Exercise instructions ::
• a. Decide whether each statement agrees with the Mac OS X forum thread. Answer yes or no for each, and quote the words of the thread that settle it. (i) The first poster bought an iBook. (ii) The reply recommends formatting drives with UFS. (iii) Pressing the command key and S during startup enters single user mode.
• b. Carry on the Mac OS X forum thread from the point where it stops.

--- START OF Text provided ---

# MacOSX for Unix geeks?!?



## stefmit (Dec 4, 2003)

Hi, everyone,

I've finally bitten the bullet, and after years and years of x86 stuff, I got myself a nice, brand new iBook (choice driven by the underlying *nix flavored OS that Panther promises, as an old timer with Linux as platform, for network and security tools required by my job, combined with my lack of trust in the newer models of laptops, capable of running decenlty Linux - the Centrino issue, for those familiar with the subject). Now here is the deal: I have seen tons of forums and info on 'Unix for MAC users", and "Unix for Unix users, using MAC" ... but nothing about MacOSX for Linux-to-Mac converts. Or - in other words - where would you advise someone totally clueless about Mac GUI and the likes, to start from?

What have I done between last night (when I got the iBook) and today? Downloaded half the night the gcc package (developer tools) from Apple, and planning to get fink and finkcommander. But this IS it! 

Any kind soul willing to share some pointers with me?

TIA,
Stef

P.S. I wonder how many people are in the same "boat" as I am, and if there may be worth an entire forum for ex_*nix --> Mac converts ?!?


----------



## ex2bot (Dec 4, 2003)

Welcome to the LIGHT! 

Didn't you get a developer tools (xtools) cd with your system? Or were you fetching updates to the tools?

A couple things off the top of my head:

1. Put the Terminal program on your Dock by going to /Applications/Utilities and dragging it somewhere on the left side of the Dock. The Dock icons are aliases (or shortcuts or whatever you want to call them) so you won't have moved anything. 

2. Get Apple's "X11" app, their version of XFree 86. It will integrate X-Windows with Aqua including OpenGl acceleration under X-Windows as well as 3-d acceleration of 2-d window contents (Quartz Extreme), something not offered by anyone but Apple. 

Of course, any of your favorite Linux apps and utilities for which you can't find Darwin binaries should compile without much trouble. But there are a ton of binaries available.

3. Hit <Apple Key> S (Apple key is called "command") when starting up the machine to enter single user mode. Here you can run fsck (the hfs version) if you wish. 

4. You're probably NOT going to want to format any drives using UFS; Apple's implementation is very slow and not completely compatible with the Mac stuff. 

Apple's Hierarchical File System +, brought over from the "classic" Mac OS is pretty good and journaling has been added. There's a case-sensitive version and a case-insensitive version. You'll probably want to stick with the case-INsensitive version, believe it or not. It usually works fine, unless you have apps that have same-named files with different case. Obviously, none of the OS X or classic Mac apps will have a problem with case-insensitivity.

--- END OF Text provided ---
--- START OF Dataset extract ---

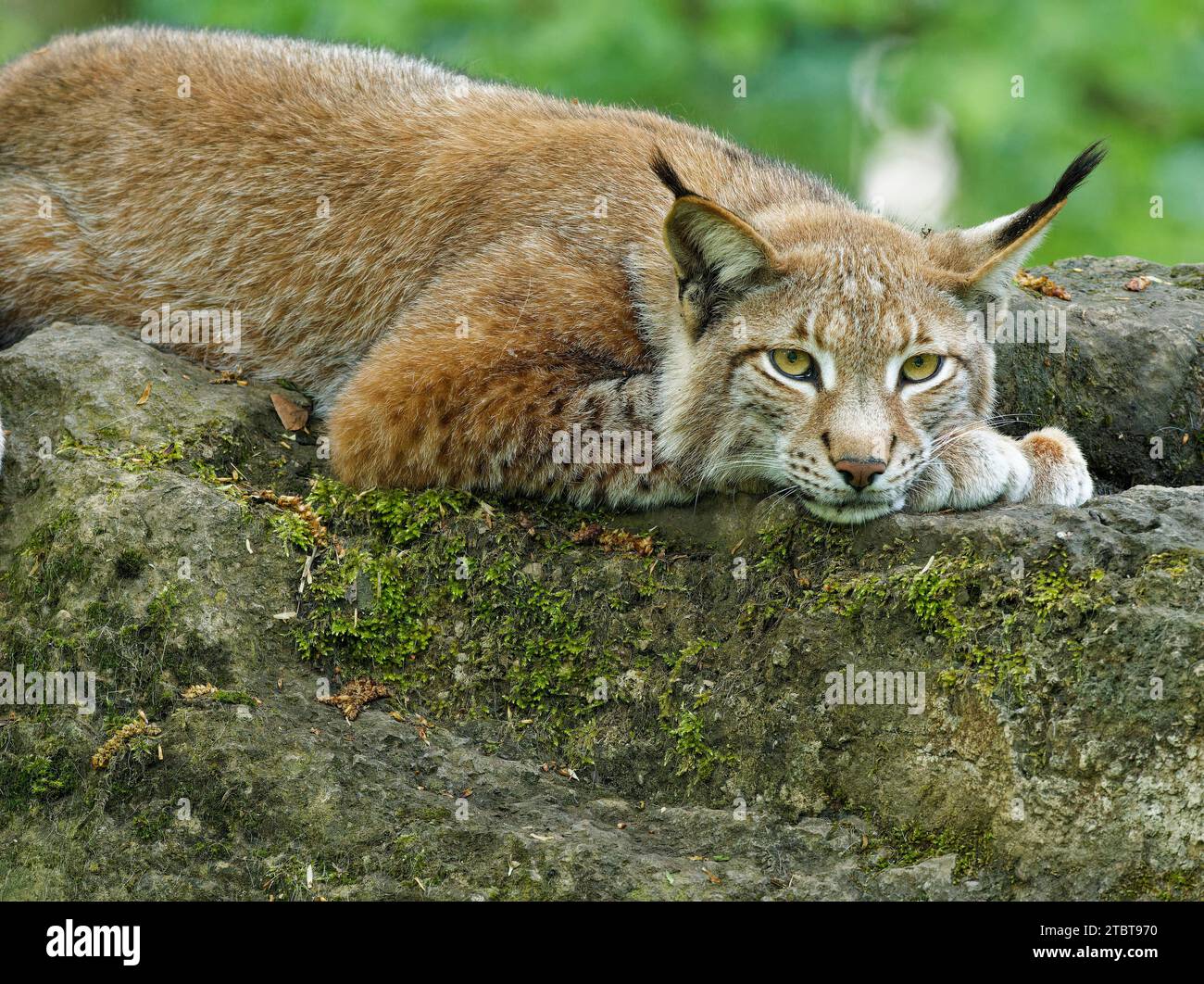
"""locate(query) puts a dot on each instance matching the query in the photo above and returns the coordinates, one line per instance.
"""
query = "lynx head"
(831, 352)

--- END OF Dataset extract ---

Results by task ::
• a.
(i) Yes: "I got myself a nice, brand new iBook"
(ii) No: "You're probably NOT going to want to format any drives using UFS"
(iii) Yes: "Hit <Apple Key> S (Apple key is called "command") when starting up the machine to enter single user mode."

• b.
Why stay away from the case-sensitive version? It's brand new and (relatively) untested. Who knows what kinds of incompatibilities might crop up.

5. OpenOffice.org seems to work quite well on OS X under X11. You could even use the Unix version of (gasp!) Microsoft Office ("Microsoft Office v.X for OS X) if you wish. For a Microsoft product, it's real purty. Also, OS X's TextEdit, the gui text editor, will read and write .doc files.

6. OS X's Preview gui app shows .PDF files REALLY QUICKLY, much faster than Acrobat Reader/Adobe Reader.

7. OS X's Mail app (starting with OS X 10.3) shows HTML emails quite well and is overall a good email app. You have several other choices. There's Microsoft Entourage, part of MS Office, very similar to Outlook; Eudora, of course Pine and Elm, etc.

I could go on and on but at some point my *nix ignorance would show. I'm not really a *nix guy. I'm still a nuB. In fact, I was running Winblows (ugh) until a couple years ago when the governor of Michigan bought me an iBook (true story -- we go way back. . .). 

As for Linux to OS X switchers' books, I'm not sure. Check out www.oreilly.com (and www.macdevcenter.com).

Have fun.

Doug


----------



## stefmit (Dec 4, 2003)

Doug,

Thanks a lot for the quick and thorough response  See comments inline:



> Welcome to the LIGHT!
> Didn't you get a developer tools (xtools) cd with your system? Or were you fetching updates to the tools?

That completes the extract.